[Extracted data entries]
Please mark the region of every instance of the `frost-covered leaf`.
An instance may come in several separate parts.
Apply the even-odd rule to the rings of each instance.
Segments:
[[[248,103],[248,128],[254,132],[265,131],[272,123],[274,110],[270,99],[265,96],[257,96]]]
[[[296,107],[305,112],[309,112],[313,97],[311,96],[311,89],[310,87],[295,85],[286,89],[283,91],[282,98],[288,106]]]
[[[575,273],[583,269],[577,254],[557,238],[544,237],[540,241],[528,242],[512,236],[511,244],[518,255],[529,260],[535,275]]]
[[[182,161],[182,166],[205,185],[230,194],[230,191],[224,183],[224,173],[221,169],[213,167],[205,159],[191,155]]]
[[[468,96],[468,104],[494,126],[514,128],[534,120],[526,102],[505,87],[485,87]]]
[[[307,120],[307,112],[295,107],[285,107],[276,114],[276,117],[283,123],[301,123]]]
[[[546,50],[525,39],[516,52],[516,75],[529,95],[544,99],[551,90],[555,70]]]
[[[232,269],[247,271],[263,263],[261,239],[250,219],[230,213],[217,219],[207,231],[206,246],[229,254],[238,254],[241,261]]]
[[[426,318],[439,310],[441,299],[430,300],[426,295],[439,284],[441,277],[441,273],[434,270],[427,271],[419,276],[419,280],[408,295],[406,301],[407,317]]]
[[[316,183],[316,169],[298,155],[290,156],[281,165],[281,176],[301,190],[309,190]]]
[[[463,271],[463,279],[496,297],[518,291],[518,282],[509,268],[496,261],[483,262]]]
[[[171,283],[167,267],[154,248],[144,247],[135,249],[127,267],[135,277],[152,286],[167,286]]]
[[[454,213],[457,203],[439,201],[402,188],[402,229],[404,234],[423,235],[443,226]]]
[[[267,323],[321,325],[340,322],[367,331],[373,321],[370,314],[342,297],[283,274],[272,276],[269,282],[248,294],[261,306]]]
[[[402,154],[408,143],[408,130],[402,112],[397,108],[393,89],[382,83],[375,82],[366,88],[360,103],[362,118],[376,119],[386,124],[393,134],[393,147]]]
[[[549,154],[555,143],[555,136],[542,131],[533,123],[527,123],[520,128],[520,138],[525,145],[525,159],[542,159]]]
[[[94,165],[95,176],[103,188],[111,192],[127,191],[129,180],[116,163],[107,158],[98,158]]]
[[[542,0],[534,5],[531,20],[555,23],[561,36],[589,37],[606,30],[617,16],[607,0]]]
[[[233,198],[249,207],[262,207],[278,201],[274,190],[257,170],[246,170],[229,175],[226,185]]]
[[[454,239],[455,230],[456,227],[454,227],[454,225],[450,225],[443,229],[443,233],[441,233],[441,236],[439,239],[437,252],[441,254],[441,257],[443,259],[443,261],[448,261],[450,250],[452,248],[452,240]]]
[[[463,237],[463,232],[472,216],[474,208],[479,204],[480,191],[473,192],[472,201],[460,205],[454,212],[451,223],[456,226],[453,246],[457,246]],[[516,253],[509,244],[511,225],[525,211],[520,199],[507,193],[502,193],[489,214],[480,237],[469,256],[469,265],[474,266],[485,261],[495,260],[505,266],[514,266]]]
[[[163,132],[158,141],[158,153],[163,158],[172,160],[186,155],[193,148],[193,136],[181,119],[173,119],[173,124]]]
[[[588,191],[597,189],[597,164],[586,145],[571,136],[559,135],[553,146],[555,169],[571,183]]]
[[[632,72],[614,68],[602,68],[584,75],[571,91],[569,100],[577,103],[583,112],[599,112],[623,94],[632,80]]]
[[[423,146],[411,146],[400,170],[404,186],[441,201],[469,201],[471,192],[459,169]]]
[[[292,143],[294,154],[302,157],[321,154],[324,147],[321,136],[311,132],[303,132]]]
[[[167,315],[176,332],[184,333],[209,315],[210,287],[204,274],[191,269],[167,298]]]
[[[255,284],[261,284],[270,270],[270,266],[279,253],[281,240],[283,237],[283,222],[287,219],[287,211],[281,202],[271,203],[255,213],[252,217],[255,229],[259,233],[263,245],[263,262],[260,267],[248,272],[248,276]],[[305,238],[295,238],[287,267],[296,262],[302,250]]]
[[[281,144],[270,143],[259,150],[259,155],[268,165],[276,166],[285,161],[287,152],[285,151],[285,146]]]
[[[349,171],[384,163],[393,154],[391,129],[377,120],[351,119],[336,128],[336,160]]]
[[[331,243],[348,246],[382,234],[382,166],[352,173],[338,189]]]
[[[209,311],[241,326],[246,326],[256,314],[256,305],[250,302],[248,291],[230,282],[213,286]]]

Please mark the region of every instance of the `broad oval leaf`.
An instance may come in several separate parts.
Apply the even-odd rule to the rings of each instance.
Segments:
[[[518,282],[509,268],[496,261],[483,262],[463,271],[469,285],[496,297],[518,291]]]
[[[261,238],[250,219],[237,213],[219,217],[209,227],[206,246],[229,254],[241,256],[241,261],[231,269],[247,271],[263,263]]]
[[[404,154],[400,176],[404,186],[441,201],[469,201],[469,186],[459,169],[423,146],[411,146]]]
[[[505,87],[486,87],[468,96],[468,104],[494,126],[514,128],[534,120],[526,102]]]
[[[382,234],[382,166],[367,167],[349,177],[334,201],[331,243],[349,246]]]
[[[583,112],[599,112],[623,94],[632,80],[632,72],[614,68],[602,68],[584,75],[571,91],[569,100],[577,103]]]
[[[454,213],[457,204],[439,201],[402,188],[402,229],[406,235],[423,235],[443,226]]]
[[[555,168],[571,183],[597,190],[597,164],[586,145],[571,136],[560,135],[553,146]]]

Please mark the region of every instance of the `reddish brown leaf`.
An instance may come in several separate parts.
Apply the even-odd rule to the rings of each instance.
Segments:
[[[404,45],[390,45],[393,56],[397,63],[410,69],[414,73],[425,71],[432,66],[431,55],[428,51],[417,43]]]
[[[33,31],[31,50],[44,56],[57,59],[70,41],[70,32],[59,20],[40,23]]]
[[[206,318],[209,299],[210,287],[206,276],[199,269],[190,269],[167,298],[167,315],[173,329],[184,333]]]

WHAT THE EXERCISE ASKS:
Using the material above, print every entry exactly as written.

EXERCISE OUTPUT:
Please mark the region of every instance of the `frost-covered leaf`.
An instance may come in several separate parts.
Apply the even-odd rule to the rings of each instance.
Segments:
[[[248,103],[248,128],[254,132],[265,131],[272,123],[274,110],[270,99],[265,96],[257,96]]]
[[[296,107],[305,112],[309,112],[313,97],[311,96],[311,89],[310,87],[295,85],[286,89],[283,91],[282,98],[288,106]]]
[[[575,273],[583,269],[577,254],[557,238],[544,237],[540,241],[528,242],[512,236],[511,244],[518,255],[529,260],[535,275]]]
[[[182,161],[182,166],[205,185],[230,194],[230,191],[224,183],[224,173],[221,169],[213,167],[205,159],[191,155]]]
[[[468,96],[468,104],[494,126],[514,128],[534,120],[526,102],[505,87],[485,87]]]
[[[307,120],[307,112],[295,107],[285,107],[276,114],[276,117],[283,123],[301,123]]]
[[[546,50],[525,39],[516,52],[516,75],[529,95],[544,99],[551,90],[555,70]]]
[[[232,269],[247,271],[263,263],[261,239],[250,219],[230,213],[217,219],[207,231],[206,246],[229,254],[238,254],[241,261]]]
[[[426,318],[439,310],[441,299],[430,300],[426,295],[439,284],[441,277],[441,273],[434,270],[427,271],[419,276],[419,280],[408,295],[406,301],[407,317]]]
[[[316,183],[316,169],[298,155],[290,156],[281,165],[281,176],[301,190],[309,190]]]
[[[463,271],[463,279],[496,297],[518,291],[518,282],[509,268],[496,261],[483,262]]]
[[[171,283],[167,267],[154,248],[144,247],[135,249],[127,267],[135,277],[152,286],[167,286]]]
[[[454,213],[457,203],[439,201],[402,188],[402,229],[404,234],[423,235],[443,226]]]
[[[267,323],[321,325],[340,322],[367,331],[373,321],[370,314],[342,297],[283,274],[272,276],[269,282],[248,294],[261,306]]]
[[[402,154],[408,143],[408,130],[402,112],[397,108],[393,89],[382,83],[375,82],[366,88],[360,103],[362,118],[376,119],[386,124],[393,134],[393,147]]]
[[[549,154],[555,143],[555,136],[542,131],[533,123],[527,123],[520,128],[520,138],[525,145],[525,159],[542,159]]]
[[[94,165],[95,176],[103,188],[111,192],[127,191],[129,180],[116,163],[107,158],[98,158]]]
[[[542,0],[534,5],[531,20],[555,23],[561,36],[589,37],[606,30],[617,16],[607,0]]]
[[[233,198],[249,207],[262,207],[278,201],[274,190],[257,170],[246,170],[229,175],[226,185]]]
[[[454,239],[455,230],[456,227],[454,227],[454,225],[450,225],[443,229],[443,233],[441,233],[441,236],[439,239],[437,252],[441,254],[441,257],[443,259],[443,261],[448,261],[450,250],[452,248],[452,240]]]
[[[463,237],[463,232],[472,216],[474,208],[479,204],[480,191],[473,192],[472,201],[460,205],[454,212],[451,223],[456,226],[453,246],[457,246]],[[516,253],[509,244],[511,225],[525,211],[520,199],[507,193],[502,193],[489,214],[480,237],[469,256],[469,265],[474,266],[485,261],[495,260],[505,266],[514,266]]]
[[[163,132],[158,141],[158,153],[163,158],[172,160],[186,155],[193,148],[193,136],[181,119],[173,119],[173,124]]]
[[[588,191],[597,189],[597,164],[586,145],[571,136],[559,135],[553,146],[555,169],[571,183]]]
[[[632,72],[614,68],[602,68],[584,75],[571,91],[569,100],[577,103],[583,112],[599,112],[623,94],[632,80]]]
[[[423,146],[411,146],[400,170],[404,186],[441,201],[469,201],[471,192],[459,169]]]
[[[292,143],[294,154],[302,157],[321,154],[324,147],[321,136],[311,132],[303,132]]]
[[[167,315],[176,332],[184,333],[209,315],[210,287],[204,274],[191,269],[167,298]]]
[[[255,284],[261,284],[270,270],[270,266],[279,253],[281,240],[283,237],[283,222],[287,219],[287,211],[281,202],[271,203],[255,213],[252,217],[255,229],[259,233],[263,245],[263,262],[260,267],[248,272],[248,276]],[[305,238],[295,238],[287,267],[296,262],[302,250]]]
[[[281,144],[270,143],[259,150],[259,155],[268,165],[276,166],[285,161],[287,152],[285,151],[285,146]]]
[[[349,171],[384,163],[393,154],[391,129],[377,120],[351,119],[336,128],[336,160]]]
[[[331,243],[348,246],[382,234],[382,166],[352,173],[338,189]]]
[[[209,311],[241,326],[246,326],[256,314],[256,305],[250,302],[248,291],[230,282],[213,286]]]

Please mark the region of every instance of the `broad oval leaf`.
An instance may come in several separate parts.
Apply the even-odd rule to the rings of each instance.
Segments:
[[[518,282],[509,268],[496,261],[483,262],[463,271],[469,285],[496,297],[518,291]]]
[[[261,238],[250,219],[237,213],[219,217],[209,227],[206,246],[229,254],[241,256],[241,261],[231,269],[247,271],[263,263]]]
[[[404,154],[400,176],[404,186],[441,201],[469,201],[469,186],[459,169],[423,146],[411,146]]]
[[[505,87],[486,87],[468,96],[468,104],[494,126],[514,128],[534,120],[526,102]]]
[[[382,234],[382,166],[367,167],[349,177],[334,201],[331,243],[349,246]]]
[[[583,112],[599,112],[623,94],[632,80],[632,72],[614,68],[602,68],[584,75],[571,91],[569,100],[577,103]]]
[[[454,213],[457,204],[439,201],[402,188],[402,229],[406,235],[423,235],[443,226]]]
[[[555,168],[571,183],[597,190],[597,164],[586,145],[571,136],[560,135],[553,146]]]

Please mark the region of every instance of the `reddish brown leaf`.
An instance may come in several separate parts.
Apply the even-odd rule to the rings of each instance.
Segments:
[[[404,45],[390,45],[393,56],[397,63],[410,69],[414,73],[425,71],[432,66],[431,55],[428,51],[417,43]]]
[[[33,31],[31,50],[44,56],[57,59],[70,41],[70,32],[59,20],[40,23]]]
[[[206,318],[209,299],[210,287],[206,276],[199,269],[190,269],[167,298],[167,315],[173,329],[184,333]]]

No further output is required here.